### TASK
Count how many lines in the items below contain the string "tree", treating uppercase and lowercase as different, and reply with that number alone.

### DATA LINES
◇ ◇ ◇ ◇ ◇

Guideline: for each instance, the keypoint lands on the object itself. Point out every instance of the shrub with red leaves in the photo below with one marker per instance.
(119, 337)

◇ ◇ ◇ ◇ ◇

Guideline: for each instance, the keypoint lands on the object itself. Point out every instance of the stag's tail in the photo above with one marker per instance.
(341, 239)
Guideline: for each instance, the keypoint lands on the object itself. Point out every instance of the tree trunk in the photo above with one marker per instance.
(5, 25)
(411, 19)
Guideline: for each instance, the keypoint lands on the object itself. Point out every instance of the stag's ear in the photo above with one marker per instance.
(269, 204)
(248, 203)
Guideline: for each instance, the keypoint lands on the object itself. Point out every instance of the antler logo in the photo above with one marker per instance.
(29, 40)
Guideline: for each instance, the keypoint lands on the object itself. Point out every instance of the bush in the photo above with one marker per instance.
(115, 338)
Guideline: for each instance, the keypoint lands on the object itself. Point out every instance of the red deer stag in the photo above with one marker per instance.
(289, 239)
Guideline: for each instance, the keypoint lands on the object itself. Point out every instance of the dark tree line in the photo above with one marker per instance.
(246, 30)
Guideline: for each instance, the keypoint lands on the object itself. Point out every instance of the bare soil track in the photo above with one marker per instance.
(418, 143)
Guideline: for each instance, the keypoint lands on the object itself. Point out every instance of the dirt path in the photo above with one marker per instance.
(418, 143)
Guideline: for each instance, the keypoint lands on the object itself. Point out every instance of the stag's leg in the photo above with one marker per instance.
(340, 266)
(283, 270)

◇ ◇ ◇ ◇ ◇

### RESULT FOR THIS EXERCISE
2